Output, word for word, each line from the one with "Target: white cardigan" through the end of the listing below, excluding every picture.

──────────────────────────────

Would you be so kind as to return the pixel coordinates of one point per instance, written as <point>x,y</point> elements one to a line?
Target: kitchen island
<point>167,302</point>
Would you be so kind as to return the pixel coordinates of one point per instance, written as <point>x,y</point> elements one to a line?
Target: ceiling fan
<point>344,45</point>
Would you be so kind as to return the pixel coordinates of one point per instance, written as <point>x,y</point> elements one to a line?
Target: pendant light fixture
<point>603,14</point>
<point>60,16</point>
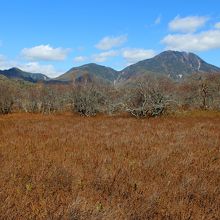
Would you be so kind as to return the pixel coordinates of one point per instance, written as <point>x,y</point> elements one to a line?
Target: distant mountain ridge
<point>93,70</point>
<point>15,73</point>
<point>173,64</point>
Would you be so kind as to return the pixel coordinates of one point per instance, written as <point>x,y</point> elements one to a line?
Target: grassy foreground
<point>70,167</point>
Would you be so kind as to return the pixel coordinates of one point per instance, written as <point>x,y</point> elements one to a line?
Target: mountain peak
<point>174,64</point>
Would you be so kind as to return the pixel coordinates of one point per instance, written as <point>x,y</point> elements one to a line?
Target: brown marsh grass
<point>70,167</point>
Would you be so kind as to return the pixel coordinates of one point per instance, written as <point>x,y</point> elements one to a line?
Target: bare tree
<point>88,100</point>
<point>6,98</point>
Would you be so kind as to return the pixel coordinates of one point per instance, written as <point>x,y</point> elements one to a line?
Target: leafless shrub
<point>6,98</point>
<point>88,100</point>
<point>147,100</point>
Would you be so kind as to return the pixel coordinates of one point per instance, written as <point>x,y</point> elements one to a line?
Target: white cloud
<point>108,42</point>
<point>33,67</point>
<point>158,20</point>
<point>45,53</point>
<point>102,57</point>
<point>217,25</point>
<point>187,24</point>
<point>134,55</point>
<point>202,41</point>
<point>80,59</point>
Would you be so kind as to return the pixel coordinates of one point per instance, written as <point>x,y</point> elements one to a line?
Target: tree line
<point>148,96</point>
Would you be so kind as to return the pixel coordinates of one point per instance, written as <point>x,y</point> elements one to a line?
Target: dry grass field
<point>71,167</point>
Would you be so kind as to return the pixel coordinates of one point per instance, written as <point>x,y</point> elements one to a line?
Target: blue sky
<point>52,36</point>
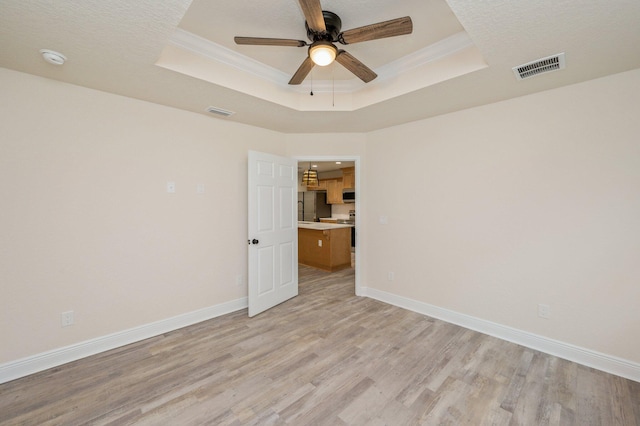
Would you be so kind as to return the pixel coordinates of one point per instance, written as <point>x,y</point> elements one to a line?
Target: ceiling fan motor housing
<point>333,25</point>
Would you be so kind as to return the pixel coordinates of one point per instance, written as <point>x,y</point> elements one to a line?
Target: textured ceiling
<point>114,46</point>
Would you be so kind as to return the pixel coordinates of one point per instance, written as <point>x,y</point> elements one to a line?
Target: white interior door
<point>273,231</point>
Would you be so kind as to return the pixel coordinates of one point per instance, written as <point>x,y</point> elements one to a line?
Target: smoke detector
<point>540,66</point>
<point>53,57</point>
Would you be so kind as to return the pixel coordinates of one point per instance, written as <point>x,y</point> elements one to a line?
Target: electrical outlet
<point>66,319</point>
<point>544,311</point>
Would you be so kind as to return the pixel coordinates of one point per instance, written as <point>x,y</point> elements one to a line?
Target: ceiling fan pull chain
<point>333,86</point>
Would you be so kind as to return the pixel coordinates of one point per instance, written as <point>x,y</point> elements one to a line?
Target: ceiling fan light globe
<point>322,53</point>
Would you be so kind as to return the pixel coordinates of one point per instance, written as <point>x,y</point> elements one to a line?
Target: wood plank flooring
<point>326,357</point>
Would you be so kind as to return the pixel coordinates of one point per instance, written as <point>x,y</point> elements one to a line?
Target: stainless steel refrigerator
<point>312,205</point>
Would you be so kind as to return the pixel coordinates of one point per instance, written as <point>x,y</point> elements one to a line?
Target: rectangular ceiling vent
<point>219,111</point>
<point>540,66</point>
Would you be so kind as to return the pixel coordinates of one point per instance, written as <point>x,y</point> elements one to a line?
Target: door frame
<point>359,220</point>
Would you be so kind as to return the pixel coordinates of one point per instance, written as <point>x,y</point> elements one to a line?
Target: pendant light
<point>310,177</point>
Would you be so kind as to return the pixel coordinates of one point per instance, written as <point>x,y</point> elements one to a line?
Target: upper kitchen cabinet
<point>322,186</point>
<point>334,191</point>
<point>349,178</point>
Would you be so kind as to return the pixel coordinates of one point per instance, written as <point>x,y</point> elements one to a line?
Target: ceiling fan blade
<point>302,71</point>
<point>394,27</point>
<point>361,71</point>
<point>313,14</point>
<point>258,41</point>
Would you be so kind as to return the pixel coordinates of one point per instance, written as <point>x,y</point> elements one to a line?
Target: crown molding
<point>216,52</point>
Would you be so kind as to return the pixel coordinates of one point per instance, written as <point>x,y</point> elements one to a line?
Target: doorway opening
<point>333,172</point>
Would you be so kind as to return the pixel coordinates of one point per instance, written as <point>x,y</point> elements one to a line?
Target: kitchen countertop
<point>322,226</point>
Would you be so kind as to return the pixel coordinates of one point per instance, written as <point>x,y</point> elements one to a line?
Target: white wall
<point>491,211</point>
<point>496,209</point>
<point>86,222</point>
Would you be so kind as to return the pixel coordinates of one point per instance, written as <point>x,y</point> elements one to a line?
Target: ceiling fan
<point>323,29</point>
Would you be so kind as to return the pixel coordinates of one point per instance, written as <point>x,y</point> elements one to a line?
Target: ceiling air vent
<point>540,66</point>
<point>219,111</point>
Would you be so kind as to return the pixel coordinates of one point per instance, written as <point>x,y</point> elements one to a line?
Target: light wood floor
<point>323,358</point>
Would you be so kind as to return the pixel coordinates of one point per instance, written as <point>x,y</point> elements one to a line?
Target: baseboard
<point>610,364</point>
<point>33,364</point>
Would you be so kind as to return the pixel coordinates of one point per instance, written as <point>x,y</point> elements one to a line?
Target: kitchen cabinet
<point>349,178</point>
<point>328,220</point>
<point>334,191</point>
<point>322,186</point>
<point>328,247</point>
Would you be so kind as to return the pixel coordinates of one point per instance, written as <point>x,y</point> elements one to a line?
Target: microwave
<point>348,196</point>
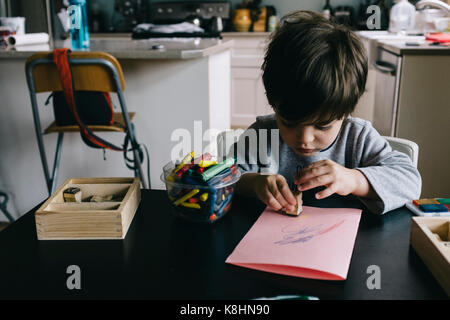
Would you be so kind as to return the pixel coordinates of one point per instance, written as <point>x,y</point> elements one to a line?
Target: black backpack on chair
<point>85,108</point>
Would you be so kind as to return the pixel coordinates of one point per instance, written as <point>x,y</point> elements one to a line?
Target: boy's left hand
<point>336,179</point>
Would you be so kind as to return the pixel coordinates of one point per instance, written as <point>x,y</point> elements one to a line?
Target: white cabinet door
<point>248,98</point>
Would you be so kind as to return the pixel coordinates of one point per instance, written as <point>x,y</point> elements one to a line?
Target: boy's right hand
<point>274,191</point>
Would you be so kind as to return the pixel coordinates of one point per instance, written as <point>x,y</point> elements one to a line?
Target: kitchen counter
<point>125,48</point>
<point>423,47</point>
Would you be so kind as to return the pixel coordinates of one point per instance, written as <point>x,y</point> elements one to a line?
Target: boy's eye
<point>323,128</point>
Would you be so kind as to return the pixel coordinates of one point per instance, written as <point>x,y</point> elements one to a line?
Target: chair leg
<point>137,165</point>
<point>3,207</point>
<point>56,162</point>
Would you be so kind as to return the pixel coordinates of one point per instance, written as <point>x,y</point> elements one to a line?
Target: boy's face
<point>306,139</point>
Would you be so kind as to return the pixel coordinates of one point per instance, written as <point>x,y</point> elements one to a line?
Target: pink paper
<point>318,244</point>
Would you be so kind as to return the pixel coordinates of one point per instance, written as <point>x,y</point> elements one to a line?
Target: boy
<point>314,72</point>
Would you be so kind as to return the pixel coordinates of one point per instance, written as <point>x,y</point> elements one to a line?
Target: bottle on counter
<point>327,10</point>
<point>402,16</point>
<point>79,32</point>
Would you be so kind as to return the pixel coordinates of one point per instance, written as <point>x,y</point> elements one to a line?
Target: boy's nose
<point>305,136</point>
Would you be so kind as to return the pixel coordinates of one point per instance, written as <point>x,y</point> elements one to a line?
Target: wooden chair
<point>91,71</point>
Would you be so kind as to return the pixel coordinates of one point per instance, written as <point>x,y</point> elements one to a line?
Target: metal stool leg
<point>3,206</point>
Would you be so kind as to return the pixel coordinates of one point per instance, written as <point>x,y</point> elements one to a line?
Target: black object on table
<point>163,257</point>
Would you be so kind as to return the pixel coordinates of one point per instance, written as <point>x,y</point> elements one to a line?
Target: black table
<point>163,257</point>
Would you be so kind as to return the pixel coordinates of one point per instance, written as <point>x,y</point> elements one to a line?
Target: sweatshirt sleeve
<point>390,173</point>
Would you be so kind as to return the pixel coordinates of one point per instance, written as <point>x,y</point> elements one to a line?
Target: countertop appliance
<point>213,17</point>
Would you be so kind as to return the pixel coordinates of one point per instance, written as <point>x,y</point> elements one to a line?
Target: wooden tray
<point>59,220</point>
<point>430,237</point>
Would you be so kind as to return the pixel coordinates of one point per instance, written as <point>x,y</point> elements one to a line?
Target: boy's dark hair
<point>313,69</point>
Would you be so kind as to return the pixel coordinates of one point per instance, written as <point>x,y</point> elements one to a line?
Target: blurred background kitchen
<point>216,71</point>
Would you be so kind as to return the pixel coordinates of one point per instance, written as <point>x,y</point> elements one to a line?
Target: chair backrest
<point>405,146</point>
<point>92,71</point>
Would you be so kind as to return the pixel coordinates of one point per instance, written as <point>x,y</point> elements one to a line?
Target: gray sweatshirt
<point>357,146</point>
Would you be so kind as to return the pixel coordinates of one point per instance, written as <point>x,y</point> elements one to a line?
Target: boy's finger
<point>278,196</point>
<point>273,203</point>
<point>286,192</point>
<point>327,192</point>
<point>316,182</point>
<point>311,173</point>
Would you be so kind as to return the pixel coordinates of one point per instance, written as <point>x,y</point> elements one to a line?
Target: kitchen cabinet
<point>248,98</point>
<point>412,102</point>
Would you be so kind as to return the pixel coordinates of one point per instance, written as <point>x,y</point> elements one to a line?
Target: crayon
<point>186,196</point>
<point>184,169</point>
<point>212,201</point>
<point>205,156</point>
<point>224,203</point>
<point>212,171</point>
<point>193,200</point>
<point>206,163</point>
<point>219,177</point>
<point>185,160</point>
<point>191,205</point>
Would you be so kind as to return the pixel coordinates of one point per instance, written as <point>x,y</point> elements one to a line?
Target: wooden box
<point>59,220</point>
<point>430,237</point>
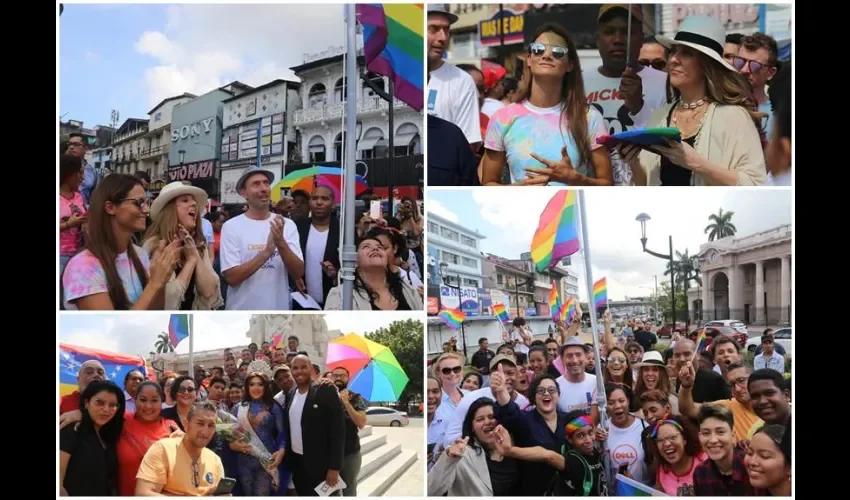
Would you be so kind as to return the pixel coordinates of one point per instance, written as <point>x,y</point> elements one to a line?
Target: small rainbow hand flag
<point>600,294</point>
<point>557,232</point>
<point>452,317</point>
<point>500,312</point>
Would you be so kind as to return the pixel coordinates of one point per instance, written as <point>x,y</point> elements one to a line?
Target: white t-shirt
<point>454,428</point>
<point>625,448</point>
<point>574,394</point>
<point>317,241</point>
<point>242,239</point>
<point>452,96</point>
<point>491,105</point>
<point>295,412</point>
<point>603,93</point>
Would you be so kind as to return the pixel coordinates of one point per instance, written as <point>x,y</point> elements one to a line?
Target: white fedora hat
<point>175,189</point>
<point>703,33</point>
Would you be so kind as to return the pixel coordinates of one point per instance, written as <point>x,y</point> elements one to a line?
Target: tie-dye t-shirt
<point>84,276</point>
<point>521,129</point>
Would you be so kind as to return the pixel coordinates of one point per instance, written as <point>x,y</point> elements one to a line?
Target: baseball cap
<point>637,13</point>
<point>499,358</point>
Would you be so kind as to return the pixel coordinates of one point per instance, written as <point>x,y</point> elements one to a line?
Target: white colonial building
<point>319,121</point>
<point>746,278</point>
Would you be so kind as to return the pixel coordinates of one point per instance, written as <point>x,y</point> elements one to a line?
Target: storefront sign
<point>507,21</point>
<point>194,130</point>
<point>728,14</point>
<point>192,171</point>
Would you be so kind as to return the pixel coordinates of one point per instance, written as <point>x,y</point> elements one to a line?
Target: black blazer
<point>322,428</point>
<point>331,251</point>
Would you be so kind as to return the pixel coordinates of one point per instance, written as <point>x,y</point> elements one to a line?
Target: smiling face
<point>483,424</point>
<point>148,404</point>
<point>716,438</point>
<point>765,463</point>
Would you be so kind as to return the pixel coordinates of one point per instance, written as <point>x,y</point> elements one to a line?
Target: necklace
<point>694,104</point>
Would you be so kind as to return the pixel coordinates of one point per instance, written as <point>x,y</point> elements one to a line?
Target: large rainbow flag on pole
<point>556,236</point>
<point>116,366</point>
<point>393,45</point>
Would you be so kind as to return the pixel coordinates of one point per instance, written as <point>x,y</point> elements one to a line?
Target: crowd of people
<point>729,97</point>
<point>525,420</point>
<point>121,248</point>
<point>165,437</point>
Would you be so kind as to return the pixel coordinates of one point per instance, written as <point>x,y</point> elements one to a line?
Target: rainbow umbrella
<point>374,370</point>
<point>306,178</point>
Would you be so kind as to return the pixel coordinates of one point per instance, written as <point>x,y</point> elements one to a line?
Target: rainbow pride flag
<point>116,366</point>
<point>393,44</point>
<point>500,312</point>
<point>600,294</point>
<point>452,317</point>
<point>178,328</point>
<point>557,232</point>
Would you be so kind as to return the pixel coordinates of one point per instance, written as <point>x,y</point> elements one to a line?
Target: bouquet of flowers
<point>227,426</point>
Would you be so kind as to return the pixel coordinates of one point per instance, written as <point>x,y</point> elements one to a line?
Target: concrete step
<point>371,442</point>
<point>377,458</point>
<point>380,481</point>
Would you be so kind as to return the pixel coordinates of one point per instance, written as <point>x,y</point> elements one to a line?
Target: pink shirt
<point>71,239</point>
<point>679,486</point>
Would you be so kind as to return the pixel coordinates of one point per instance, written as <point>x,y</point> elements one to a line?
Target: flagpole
<point>191,345</point>
<point>601,398</point>
<point>349,250</point>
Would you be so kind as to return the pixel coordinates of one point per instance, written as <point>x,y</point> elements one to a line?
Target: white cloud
<point>202,47</point>
<point>435,207</point>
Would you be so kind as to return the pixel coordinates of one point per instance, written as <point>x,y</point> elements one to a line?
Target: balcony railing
<point>334,111</point>
<point>157,151</point>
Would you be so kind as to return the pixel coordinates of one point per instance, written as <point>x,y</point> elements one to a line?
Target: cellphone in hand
<point>225,486</point>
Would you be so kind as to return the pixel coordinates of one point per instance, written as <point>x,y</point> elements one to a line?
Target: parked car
<point>380,416</point>
<point>731,323</point>
<point>781,336</point>
<point>713,331</point>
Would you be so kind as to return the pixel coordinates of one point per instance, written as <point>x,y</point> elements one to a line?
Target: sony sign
<point>202,127</point>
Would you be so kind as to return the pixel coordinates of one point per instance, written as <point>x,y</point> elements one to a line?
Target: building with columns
<point>745,278</point>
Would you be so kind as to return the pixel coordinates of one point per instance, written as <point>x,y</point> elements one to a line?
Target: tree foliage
<point>406,340</point>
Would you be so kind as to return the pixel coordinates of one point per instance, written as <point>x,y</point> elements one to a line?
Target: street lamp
<point>444,269</point>
<point>643,218</point>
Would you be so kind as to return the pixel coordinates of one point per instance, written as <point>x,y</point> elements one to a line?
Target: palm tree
<point>163,344</point>
<point>721,225</point>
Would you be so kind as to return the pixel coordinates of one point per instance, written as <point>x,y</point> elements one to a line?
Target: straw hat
<point>174,190</point>
<point>702,33</point>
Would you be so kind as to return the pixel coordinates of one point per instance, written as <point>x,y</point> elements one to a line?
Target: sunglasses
<point>558,52</point>
<point>740,62</point>
<point>659,64</point>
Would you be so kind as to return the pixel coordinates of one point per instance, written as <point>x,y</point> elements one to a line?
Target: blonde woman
<point>715,112</point>
<point>176,215</point>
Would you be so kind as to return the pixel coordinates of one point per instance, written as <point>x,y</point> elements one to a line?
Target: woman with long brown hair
<point>713,108</point>
<point>176,215</point>
<point>112,273</point>
<point>548,136</point>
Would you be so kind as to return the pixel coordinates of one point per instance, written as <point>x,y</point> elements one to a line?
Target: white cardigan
<point>728,138</point>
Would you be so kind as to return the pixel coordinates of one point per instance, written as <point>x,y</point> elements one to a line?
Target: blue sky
<point>129,57</point>
<point>508,217</point>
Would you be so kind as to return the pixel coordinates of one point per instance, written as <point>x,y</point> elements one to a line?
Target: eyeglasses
<point>659,64</point>
<point>740,62</point>
<point>542,391</point>
<point>558,52</point>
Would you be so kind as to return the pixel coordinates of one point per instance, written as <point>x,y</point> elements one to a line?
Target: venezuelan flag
<point>393,45</point>
<point>116,366</point>
<point>452,317</point>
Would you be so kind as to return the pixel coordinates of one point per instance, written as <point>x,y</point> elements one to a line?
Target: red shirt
<point>69,402</point>
<point>136,438</point>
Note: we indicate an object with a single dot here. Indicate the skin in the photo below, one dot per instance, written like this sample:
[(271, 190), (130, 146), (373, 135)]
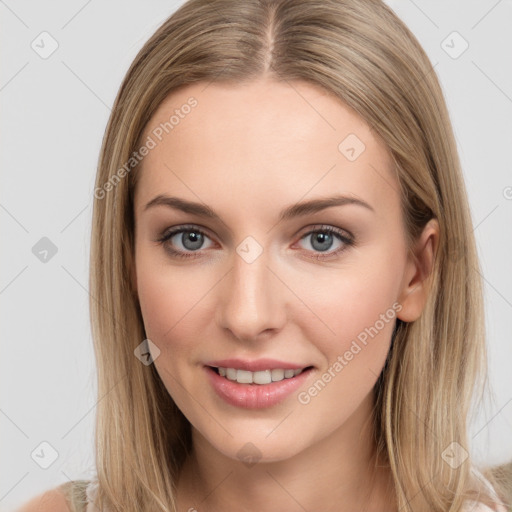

──────────────────────────────

Task output:
Target: white cardigan
<point>728,138</point>
Would you be so kind as to return the pixel coordinates of one point per instance, written as <point>x,y</point> elements one to a line?
Target: blue sky
<point>129,57</point>
<point>508,217</point>
Would you be so kind as to return the pixel coordinates of one point per instance, written as <point>x,y</point> elements one to a line?
Target: eyeglasses
<point>659,64</point>
<point>740,62</point>
<point>542,391</point>
<point>558,52</point>
Would you be so kind as to return the pixel coordinates of one point per instance, written as <point>x,y</point> elements one to a line?
Target: venezuelan flag
<point>393,45</point>
<point>116,366</point>
<point>452,317</point>
Would you be so kind as to return the pixel coordinates of one point per instance, written as <point>x,y</point> elements one to a line?
Target: red shirt
<point>69,402</point>
<point>136,438</point>
Note: we indicate an object with a single dot here. Indicate the skin in the photo below, one dot per instance, written like this sample:
[(271, 190), (130, 146), (373, 135)]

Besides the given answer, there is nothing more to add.